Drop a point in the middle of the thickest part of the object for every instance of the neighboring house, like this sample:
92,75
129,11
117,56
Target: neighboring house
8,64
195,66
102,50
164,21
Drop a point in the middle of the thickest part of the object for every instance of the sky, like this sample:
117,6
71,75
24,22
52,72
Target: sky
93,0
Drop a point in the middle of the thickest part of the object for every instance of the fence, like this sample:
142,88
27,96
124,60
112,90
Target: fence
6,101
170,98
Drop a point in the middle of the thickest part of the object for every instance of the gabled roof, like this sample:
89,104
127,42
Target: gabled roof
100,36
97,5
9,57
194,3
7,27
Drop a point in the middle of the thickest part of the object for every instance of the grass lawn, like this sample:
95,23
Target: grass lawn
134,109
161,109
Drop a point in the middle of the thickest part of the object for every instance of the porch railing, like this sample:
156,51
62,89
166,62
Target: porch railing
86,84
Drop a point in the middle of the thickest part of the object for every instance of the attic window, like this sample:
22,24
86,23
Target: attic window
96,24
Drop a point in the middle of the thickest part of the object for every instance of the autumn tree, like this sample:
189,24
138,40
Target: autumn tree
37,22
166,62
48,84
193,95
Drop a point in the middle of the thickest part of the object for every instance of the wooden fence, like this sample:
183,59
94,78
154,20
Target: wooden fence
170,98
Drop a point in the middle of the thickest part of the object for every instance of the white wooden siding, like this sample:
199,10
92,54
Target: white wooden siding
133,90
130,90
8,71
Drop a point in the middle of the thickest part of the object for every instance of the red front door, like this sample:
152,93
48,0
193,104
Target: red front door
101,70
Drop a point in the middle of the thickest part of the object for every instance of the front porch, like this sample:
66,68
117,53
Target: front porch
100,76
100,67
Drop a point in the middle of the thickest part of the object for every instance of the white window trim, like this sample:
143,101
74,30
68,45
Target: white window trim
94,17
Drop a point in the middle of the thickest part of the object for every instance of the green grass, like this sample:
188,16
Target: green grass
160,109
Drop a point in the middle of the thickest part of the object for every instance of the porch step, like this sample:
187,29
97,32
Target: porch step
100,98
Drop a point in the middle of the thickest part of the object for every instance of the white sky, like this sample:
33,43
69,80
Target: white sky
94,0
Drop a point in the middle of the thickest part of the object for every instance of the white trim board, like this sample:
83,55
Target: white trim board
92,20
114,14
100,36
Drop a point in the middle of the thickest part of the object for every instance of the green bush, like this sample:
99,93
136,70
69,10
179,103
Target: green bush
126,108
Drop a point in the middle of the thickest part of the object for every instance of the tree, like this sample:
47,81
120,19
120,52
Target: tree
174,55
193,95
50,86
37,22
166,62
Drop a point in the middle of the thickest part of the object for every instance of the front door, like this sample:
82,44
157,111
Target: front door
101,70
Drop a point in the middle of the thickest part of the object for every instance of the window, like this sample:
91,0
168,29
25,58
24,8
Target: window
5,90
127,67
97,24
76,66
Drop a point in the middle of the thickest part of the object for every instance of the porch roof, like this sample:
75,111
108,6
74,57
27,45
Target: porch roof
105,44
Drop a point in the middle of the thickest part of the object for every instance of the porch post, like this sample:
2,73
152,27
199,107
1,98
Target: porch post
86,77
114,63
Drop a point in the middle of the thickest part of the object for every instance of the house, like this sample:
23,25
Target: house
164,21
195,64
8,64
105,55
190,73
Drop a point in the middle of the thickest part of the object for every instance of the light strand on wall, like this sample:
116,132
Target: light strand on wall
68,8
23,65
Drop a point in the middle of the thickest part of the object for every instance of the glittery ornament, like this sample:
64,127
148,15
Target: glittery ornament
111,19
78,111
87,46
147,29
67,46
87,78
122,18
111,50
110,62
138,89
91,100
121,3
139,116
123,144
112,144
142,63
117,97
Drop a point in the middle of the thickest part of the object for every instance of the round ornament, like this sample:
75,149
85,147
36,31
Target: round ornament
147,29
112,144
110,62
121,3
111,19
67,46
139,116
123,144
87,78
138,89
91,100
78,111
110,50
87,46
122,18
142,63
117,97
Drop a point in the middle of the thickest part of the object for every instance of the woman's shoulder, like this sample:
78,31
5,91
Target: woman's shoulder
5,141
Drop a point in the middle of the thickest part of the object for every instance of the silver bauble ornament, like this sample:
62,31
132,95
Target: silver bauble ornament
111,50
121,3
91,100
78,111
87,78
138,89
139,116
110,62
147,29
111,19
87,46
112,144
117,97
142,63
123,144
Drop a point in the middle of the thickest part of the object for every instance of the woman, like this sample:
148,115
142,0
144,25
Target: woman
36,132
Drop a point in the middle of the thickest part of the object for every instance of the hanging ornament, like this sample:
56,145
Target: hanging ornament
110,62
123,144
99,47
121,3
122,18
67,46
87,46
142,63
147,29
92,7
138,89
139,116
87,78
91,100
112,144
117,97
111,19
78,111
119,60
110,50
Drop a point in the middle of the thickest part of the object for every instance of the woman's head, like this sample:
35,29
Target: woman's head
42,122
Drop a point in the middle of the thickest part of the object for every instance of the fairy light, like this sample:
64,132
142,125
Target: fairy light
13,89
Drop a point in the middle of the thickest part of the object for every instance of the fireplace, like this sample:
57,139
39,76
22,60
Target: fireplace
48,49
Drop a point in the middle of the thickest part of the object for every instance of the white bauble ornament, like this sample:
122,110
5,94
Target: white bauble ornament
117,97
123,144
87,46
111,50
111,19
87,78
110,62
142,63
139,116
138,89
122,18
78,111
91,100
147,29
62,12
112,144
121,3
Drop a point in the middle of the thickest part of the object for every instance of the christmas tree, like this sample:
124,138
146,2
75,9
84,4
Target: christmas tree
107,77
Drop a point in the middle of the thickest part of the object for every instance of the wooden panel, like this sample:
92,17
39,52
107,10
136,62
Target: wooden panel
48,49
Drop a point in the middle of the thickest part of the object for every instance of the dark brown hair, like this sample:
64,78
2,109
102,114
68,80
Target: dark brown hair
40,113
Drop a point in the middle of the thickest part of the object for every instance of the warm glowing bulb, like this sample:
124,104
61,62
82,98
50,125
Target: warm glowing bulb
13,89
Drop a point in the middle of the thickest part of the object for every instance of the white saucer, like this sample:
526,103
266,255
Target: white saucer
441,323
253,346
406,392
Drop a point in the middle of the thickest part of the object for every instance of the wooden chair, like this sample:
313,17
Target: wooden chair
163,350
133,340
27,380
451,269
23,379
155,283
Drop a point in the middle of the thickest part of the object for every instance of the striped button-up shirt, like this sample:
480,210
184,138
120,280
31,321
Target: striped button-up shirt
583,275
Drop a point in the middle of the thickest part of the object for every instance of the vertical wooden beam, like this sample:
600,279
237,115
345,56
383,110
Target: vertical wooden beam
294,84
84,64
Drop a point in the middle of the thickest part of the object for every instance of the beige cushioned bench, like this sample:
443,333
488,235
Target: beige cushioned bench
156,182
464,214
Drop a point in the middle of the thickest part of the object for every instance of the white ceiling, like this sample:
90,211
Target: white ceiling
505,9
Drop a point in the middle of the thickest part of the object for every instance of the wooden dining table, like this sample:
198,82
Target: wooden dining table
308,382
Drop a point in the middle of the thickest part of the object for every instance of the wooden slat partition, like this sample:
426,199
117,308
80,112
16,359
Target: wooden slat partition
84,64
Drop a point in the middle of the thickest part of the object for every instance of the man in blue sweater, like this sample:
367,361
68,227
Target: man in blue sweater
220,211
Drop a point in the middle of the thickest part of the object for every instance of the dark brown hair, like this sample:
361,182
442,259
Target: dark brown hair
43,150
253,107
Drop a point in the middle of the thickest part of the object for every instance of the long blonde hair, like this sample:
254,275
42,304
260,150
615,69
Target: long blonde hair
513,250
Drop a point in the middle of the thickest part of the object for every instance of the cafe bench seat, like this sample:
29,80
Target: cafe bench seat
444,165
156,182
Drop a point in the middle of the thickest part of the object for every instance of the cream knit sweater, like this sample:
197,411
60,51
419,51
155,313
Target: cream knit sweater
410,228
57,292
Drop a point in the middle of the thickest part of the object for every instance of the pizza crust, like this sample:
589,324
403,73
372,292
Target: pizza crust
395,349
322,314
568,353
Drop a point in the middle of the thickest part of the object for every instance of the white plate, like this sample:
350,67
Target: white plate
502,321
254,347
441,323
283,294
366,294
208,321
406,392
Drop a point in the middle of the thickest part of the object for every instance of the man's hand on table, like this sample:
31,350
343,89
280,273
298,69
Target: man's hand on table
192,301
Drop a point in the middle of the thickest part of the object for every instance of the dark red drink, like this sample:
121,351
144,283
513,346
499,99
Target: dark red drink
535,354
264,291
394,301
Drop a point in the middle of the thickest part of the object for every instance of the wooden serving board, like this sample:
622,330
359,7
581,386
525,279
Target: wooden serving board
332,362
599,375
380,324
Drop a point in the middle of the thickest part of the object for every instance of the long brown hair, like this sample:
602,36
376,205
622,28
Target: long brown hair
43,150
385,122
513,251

TASK INSTRUCTIONS:
From the line containing "Target: dark red drink" to the final line above, output everything. Change nothing and add nothing.

ANSWER TO THE EXERCISE:
Target: dark red drink
535,354
264,291
394,301
Drop a point in the middle of the thickest part of the object for every instance of the wooden serving board, like this sample:
622,330
359,7
581,386
525,279
Target: wooden serving board
332,362
599,375
380,324
Drop a point in the middle of the thickest part of the object for every instance of the long brown hair, like this sample:
602,36
376,205
622,28
Target: long brown hair
43,150
385,122
513,251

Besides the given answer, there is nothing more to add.